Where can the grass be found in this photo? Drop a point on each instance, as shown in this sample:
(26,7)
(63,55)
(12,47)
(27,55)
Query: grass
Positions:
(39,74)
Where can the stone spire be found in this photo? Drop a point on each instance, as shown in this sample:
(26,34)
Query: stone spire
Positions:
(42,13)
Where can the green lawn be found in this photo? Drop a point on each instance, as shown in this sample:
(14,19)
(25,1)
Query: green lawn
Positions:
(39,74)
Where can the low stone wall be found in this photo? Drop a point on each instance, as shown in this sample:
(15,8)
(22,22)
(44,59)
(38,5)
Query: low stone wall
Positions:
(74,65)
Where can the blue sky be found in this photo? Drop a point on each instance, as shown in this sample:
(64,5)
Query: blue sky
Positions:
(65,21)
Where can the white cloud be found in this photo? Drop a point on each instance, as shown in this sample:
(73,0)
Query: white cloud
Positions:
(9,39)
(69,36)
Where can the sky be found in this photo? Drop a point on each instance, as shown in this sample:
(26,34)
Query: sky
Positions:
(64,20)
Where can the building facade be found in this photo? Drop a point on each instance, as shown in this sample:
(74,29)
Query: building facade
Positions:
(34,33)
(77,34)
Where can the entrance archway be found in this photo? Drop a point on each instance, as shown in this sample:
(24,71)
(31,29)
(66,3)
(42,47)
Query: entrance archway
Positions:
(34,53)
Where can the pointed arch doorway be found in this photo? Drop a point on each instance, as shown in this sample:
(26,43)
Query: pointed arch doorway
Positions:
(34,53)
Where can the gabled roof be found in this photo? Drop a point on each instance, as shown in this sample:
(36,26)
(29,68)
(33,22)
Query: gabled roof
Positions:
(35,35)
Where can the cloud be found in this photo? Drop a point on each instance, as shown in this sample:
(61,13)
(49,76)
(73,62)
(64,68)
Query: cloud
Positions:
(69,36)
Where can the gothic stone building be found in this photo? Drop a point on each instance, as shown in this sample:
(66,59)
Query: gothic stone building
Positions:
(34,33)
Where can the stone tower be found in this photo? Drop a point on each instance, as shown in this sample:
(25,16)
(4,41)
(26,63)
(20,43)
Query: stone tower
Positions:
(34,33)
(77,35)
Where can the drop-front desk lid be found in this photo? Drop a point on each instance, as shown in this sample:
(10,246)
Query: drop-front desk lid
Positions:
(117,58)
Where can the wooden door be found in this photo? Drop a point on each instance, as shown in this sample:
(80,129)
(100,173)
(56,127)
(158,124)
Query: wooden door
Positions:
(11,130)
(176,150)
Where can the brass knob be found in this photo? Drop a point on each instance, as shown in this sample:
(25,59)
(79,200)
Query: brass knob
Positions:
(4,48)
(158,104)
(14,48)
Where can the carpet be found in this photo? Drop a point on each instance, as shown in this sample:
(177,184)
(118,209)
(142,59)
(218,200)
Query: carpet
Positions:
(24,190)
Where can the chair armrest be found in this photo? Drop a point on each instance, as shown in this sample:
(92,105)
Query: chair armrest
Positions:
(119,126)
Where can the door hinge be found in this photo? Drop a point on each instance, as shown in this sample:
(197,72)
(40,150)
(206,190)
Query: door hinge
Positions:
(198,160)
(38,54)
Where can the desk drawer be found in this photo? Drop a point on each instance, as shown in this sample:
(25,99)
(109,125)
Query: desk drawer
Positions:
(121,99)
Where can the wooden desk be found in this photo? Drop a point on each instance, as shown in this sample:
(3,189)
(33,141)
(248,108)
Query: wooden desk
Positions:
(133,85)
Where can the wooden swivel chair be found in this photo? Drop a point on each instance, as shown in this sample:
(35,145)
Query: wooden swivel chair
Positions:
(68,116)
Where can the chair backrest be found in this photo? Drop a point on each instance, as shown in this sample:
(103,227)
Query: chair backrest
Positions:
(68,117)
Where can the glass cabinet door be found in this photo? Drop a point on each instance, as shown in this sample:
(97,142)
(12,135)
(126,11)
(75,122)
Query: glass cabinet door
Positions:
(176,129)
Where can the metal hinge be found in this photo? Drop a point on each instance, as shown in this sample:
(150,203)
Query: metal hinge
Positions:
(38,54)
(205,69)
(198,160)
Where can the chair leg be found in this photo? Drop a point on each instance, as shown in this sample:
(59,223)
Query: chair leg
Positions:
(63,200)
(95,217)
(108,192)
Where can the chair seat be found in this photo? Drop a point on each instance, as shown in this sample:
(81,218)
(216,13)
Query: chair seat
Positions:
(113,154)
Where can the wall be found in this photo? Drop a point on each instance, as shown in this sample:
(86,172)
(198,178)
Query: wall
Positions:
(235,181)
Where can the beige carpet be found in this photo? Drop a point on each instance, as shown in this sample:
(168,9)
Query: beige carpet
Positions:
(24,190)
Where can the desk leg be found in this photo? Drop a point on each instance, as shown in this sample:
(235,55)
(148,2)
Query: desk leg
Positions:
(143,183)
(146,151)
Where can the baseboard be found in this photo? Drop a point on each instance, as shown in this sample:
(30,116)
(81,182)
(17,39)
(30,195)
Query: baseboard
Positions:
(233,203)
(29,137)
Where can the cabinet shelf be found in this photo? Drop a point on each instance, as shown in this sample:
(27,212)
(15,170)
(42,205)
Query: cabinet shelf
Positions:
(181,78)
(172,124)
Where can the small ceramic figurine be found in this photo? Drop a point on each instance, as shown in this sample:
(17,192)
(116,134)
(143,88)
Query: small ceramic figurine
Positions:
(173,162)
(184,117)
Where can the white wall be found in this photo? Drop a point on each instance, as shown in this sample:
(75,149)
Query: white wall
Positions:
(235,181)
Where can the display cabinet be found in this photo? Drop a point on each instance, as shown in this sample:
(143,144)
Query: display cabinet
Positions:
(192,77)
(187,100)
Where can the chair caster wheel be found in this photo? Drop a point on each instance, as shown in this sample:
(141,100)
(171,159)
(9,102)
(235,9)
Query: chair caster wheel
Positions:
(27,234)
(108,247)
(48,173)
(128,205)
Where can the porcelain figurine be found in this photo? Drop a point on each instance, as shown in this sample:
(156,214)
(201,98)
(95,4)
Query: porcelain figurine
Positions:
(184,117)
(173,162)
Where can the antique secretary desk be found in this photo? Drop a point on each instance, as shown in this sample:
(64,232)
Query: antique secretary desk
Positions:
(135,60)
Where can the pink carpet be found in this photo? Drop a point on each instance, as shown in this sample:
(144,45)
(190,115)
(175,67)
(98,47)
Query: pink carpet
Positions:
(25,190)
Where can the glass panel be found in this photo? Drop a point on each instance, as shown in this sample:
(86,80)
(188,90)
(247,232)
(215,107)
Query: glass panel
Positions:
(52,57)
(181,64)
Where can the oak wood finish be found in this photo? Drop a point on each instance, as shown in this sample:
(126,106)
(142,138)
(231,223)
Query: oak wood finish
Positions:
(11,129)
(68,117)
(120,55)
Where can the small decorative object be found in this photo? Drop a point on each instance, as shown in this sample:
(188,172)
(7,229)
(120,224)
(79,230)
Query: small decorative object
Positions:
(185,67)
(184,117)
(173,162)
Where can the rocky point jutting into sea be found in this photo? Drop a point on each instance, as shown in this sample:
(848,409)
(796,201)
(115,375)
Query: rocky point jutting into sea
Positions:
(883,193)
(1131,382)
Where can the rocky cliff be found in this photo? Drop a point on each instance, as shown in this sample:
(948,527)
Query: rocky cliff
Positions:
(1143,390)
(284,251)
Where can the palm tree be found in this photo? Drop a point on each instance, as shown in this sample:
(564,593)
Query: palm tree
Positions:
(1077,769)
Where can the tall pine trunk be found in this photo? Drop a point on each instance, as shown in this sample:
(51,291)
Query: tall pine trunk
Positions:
+--
# [Description of the task]
Give all the lines above again, exactly.

# [Exercise solution]
Where can the grass be found in this photo? Drop a point on each instance, as shown in this sample:
(26,7)
(63,55)
(12,47)
(27,55)
Query: grass
Positions:
(39,74)
Where can the stone spire be found in this photo? Drop a point on each instance, as shown in this sample:
(26,34)
Query: stone spire
Positions:
(42,13)
Where can the green lawn be found in this photo? Drop a point on each instance, as shown in this sample:
(14,19)
(25,1)
Query: green lawn
Positions:
(39,74)
Where can the low stone wall be found in this photo? Drop a point on each instance, as shown in this sample:
(15,8)
(22,22)
(44,59)
(38,5)
Query: low stone wall
Positions:
(74,65)
Where can the blue sky be found in this photo? Drop a point on each instance, as shown in this sample:
(64,5)
Query: blue sky
Positions:
(65,21)
Where can the white cloud be found in this photo? Drop a point on each instance, as shown in this sample:
(73,0)
Query: white cloud
Positions:
(9,39)
(69,36)
Where can the sky be found in this photo? Drop a point on each instance, as shown in this sample:
(26,34)
Query: sky
Positions:
(64,20)
Where can the building facade be found in this photo? Drop a point on each instance, as shown in this sample:
(74,29)
Query: building facade
Positions:
(34,33)
(77,34)
Where can the entrance archway be found in this photo? Drop a point on each instance, as shown in this sample:
(24,71)
(31,29)
(66,3)
(42,47)
Query: entrance archway
Positions:
(34,53)
Where can the pointed arch doorway be found in this photo? Drop a point on each instance, as shown in this sample:
(26,43)
Query: pointed arch doorway
Positions:
(34,53)
Where can the gabled roof be found in this photo? Drop a point on each instance, as shown in this sample:
(36,26)
(29,68)
(33,22)
Query: gabled roof
Positions:
(35,35)
Where can the cloud be found in this photo? Drop a point on each instance, as shown in this sample:
(61,13)
(49,76)
(73,62)
(64,68)
Query: cloud
Positions:
(69,36)
Where can the gothic stone building be found in this photo? Drop a point on each instance, as shown in this sample:
(66,59)
Query: gothic stone building
Positions:
(34,33)
Where can the stone tower be found in this photo? Drop a point on each instance, as shown in this sample:
(25,16)
(4,41)
(26,63)
(20,43)
Query: stone tower
Positions:
(34,33)
(77,35)
Where can the drop-front desk lid be found in this photo? Drop a point on each instance, as shown in this sample:
(10,246)
Query: drop-front desk lid
Positions:
(117,58)
Where can the wooden door be found in this photo? Drop a point on each instance, as shown in this sample:
(80,129)
(100,173)
(56,127)
(158,124)
Query: wooden door
Positions:
(11,130)
(176,150)
Where can the brass knob be found in this photo? Drop a point on each instance, as shown in this sample:
(25,59)
(79,200)
Query: brass knob
Positions:
(4,48)
(158,104)
(14,48)
Where can the carpet be found in this photo? Drop a point on each instance, as shown in this sample:
(177,184)
(118,209)
(142,59)
(218,200)
Query: carpet
Positions:
(24,190)
Where can the chair armrest be found in this photo? Drop a point on each instance, as shown in this sample:
(92,105)
Query: chair armrest
Positions:
(119,126)
Where can the door hinge be found in this photo? Drop a point on each instance, as shown in this sample:
(197,72)
(40,150)
(206,190)
Query: door hinge
Positions:
(198,160)
(38,54)
Where can the desk drawer be found in this photo? Drop a point on each instance, as shown in this sample:
(25,99)
(109,125)
Query: desk drawer
Positions:
(121,99)
Where can the wooden desk be found in this photo? Drop a point on each instance, as shown in this sample:
(3,189)
(33,141)
(248,108)
Query: wooden desk
Positions:
(133,85)
Where can the wooden swivel chair be found in this photo? Drop a point on each instance, as shown in this sample:
(35,145)
Query: wooden swivel chair
Positions:
(68,116)
Where can the chair backrest be found in this photo? Drop a point on each instance, as shown in this sample:
(103,227)
Query: chair backrest
Positions:
(68,117)
Where can the glass cabinet door be found in this photo? Drop a point on each instance, as shown in this sample:
(97,142)
(12,135)
(126,11)
(75,122)
Query: glass cabinet door
Positions:
(176,129)
Where can the metal hinge be found in this photo? Drop a point on each instance, as shown in this sample:
(150,203)
Query: metal hinge
Positions:
(38,54)
(205,69)
(198,160)
Where can the chair leg be found in this photo? Drop a point on each instance, as shown in this sample:
(59,223)
Query: chair leg
Positions:
(63,200)
(95,217)
(108,192)
Where can the chair seat be found in this photo? Drop a point on each instance, as shown in this sample:
(81,218)
(216,13)
Query: chair seat
Positions:
(113,154)
Where can the wall be found in this photo? Drop a point on each instance, as shown in this sample:
(86,172)
(198,178)
Query: wall
Positions:
(235,181)
Where can the beige carpet be found in this photo? Drop a point on each instance, as shown in this sample:
(168,9)
Query: beige carpet
Positions:
(24,190)
Where can the desk leg be found in this photo? Drop a point on each instance, as shown in this sample:
(235,55)
(148,2)
Query: desk leg
Positions:
(143,183)
(146,151)
Where can the baseboard be found in this photo? Drop a point on each instance, as shown in this sample:
(30,116)
(81,182)
(17,39)
(30,195)
Query: baseboard
Positions:
(233,203)
(29,137)
Where can the cabinet shelf be found in this photo? Drop a point on each instance, as shown in this sample:
(27,212)
(15,170)
(42,205)
Query: cabinet shelf
Positions:
(181,78)
(172,124)
Where can the small ceramic figurine be found in this photo? Drop a point on each instance, as shown in this sample:
(17,192)
(116,134)
(143,88)
Query: small ceramic figurine
Positions:
(173,162)
(184,117)
Where can the white wall be found in this photo? Drop a point on each instance, as shown in this sample:
(75,149)
Query: white wall
Positions:
(235,181)
Where can the display cabinet be found in this photo? Drop a point on each instance, as shown in this sample:
(143,144)
Query: display cabinet
Positions:
(192,77)
(187,100)
Where can the chair caster wheel be found in this photo? Drop a point on each instance, as shown in this sample:
(141,100)
(171,159)
(9,102)
(235,9)
Query: chair caster wheel
Positions:
(27,234)
(108,247)
(48,173)
(128,205)
Where can the porcelain figurine be found in this photo? Drop a point on each instance, as shown in this sample:
(156,214)
(201,98)
(95,4)
Query: porcelain figurine
Positions:
(184,117)
(173,162)
Where can the antique secretary desk be found in this photo? Drop a point on each instance, as shown in this sample:
(64,232)
Query: antique secretary desk
Positions:
(135,60)
Where can the pink carpet be found in this photo? Drop a point on each instance, as shown in this sample:
(144,45)
(190,115)
(175,67)
(98,47)
Query: pink carpet
Positions:
(25,190)
Where can the glass panel be found in this photo? Drop a point on each instance, as shown in this sample:
(86,80)
(188,90)
(247,232)
(215,107)
Query: glass panel
Positions:
(52,57)
(181,64)
Where can the oak wood finish be found in this photo? Drop a point on each instance, as shown in this sample:
(126,106)
(142,138)
(231,223)
Query: oak wood finish
Positions:
(11,129)
(68,117)
(120,55)
Where can the small decorative object be found in this photo? Drop a point on each instance, as shown in this sample:
(188,172)
(7,229)
(120,224)
(79,230)
Query: small decorative object
Positions:
(185,67)
(184,117)
(173,162)
Where can the rocky point jutting into sea be found in this photo? Drop a point on each instance, as shown in this sample:
(848,409)
(796,201)
(115,375)
Query: rocky point jutting into sea
Positions:
(883,193)
(1131,382)
Where can the rocky cliff be found in this photo? Drop a point on each instance, as shown in this sample:
(948,527)
Query: rocky cliff
Positions:
(1143,390)
(284,251)
Where can the palm tree be found in this photo? Drop a point on each instance, as shown in this sample:
(564,593)
Query: palm tree
Positions:
(1077,769)
Where can the tall pine trunk be found in this photo? Drop a point on each instance, as shown in this sample:
(51,291)
Query: tall pine trunk
Positions:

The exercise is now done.